◆ **Your instructions**: Can you set out every line of each item below as a numbered list, leaving out any blank lines?
=====
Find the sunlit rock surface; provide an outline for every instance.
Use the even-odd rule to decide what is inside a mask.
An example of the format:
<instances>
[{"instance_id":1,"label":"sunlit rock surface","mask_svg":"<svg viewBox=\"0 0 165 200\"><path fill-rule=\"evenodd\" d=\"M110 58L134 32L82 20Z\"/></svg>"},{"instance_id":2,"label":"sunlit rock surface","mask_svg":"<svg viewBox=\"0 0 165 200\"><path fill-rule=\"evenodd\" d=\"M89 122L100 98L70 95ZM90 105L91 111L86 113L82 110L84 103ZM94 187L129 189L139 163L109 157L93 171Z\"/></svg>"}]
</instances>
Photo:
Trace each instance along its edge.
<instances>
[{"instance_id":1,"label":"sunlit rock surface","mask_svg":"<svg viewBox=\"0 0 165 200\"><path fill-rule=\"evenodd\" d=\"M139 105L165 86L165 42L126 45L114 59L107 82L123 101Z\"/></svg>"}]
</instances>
=====
◆ **Solved problem**:
1. Find the sunlit rock surface; provide an outline for every instance.
2. Use the even-odd rule to decide what is inside a mask.
3. An example of the format:
4. <instances>
5. [{"instance_id":1,"label":"sunlit rock surface","mask_svg":"<svg viewBox=\"0 0 165 200\"><path fill-rule=\"evenodd\" d=\"M110 58L134 32L82 20Z\"/></svg>"},{"instance_id":2,"label":"sunlit rock surface","mask_svg":"<svg viewBox=\"0 0 165 200\"><path fill-rule=\"evenodd\" d=\"M89 122L100 98L70 95ZM90 105L91 111L86 113L82 110L84 103ZM94 187L129 189L139 163L109 157L93 171Z\"/></svg>"}]
6. </instances>
7. Photo:
8. Trace each instance along its edge.
9. <instances>
10. [{"instance_id":1,"label":"sunlit rock surface","mask_svg":"<svg viewBox=\"0 0 165 200\"><path fill-rule=\"evenodd\" d=\"M139 105L165 86L165 42L126 45L114 59L107 82L123 101Z\"/></svg>"}]
11. </instances>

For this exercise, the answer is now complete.